─── Listing ───

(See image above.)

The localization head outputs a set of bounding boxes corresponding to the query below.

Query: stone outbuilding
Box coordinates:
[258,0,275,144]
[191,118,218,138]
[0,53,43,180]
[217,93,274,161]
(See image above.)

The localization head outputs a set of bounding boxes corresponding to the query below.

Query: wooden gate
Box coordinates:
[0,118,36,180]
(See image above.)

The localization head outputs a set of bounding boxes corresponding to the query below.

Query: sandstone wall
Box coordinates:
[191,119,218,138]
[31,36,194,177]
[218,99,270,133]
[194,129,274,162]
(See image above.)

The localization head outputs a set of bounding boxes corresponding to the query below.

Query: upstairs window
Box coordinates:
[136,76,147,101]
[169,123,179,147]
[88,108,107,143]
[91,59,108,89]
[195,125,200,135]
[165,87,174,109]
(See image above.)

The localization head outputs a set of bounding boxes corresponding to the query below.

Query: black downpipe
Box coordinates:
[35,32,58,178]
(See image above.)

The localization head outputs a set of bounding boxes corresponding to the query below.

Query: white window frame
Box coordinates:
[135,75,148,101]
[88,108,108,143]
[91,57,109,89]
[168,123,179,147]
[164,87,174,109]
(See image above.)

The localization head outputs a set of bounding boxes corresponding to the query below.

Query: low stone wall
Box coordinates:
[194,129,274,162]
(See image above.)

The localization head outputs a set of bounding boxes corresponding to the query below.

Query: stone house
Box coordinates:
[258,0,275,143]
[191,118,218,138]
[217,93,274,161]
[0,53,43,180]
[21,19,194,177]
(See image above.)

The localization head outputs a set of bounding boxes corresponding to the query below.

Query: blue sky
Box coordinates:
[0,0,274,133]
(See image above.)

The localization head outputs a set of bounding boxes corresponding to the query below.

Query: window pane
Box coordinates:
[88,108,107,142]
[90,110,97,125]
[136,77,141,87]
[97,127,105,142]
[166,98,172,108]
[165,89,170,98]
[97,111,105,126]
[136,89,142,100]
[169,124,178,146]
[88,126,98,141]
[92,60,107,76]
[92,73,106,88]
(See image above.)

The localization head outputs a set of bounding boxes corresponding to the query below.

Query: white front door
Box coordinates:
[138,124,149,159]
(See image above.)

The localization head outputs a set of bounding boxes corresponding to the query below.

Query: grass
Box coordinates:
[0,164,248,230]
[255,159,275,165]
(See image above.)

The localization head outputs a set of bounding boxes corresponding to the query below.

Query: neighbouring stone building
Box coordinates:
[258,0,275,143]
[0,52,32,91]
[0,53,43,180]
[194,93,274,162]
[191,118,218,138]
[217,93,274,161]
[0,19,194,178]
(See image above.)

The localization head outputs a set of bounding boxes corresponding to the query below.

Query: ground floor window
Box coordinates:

───

**Exercise brief:** Pull out every line above that contains the word "white", copying each in full. Case counts.

**Exercise solution:**
Query: white window frame
Query: white front door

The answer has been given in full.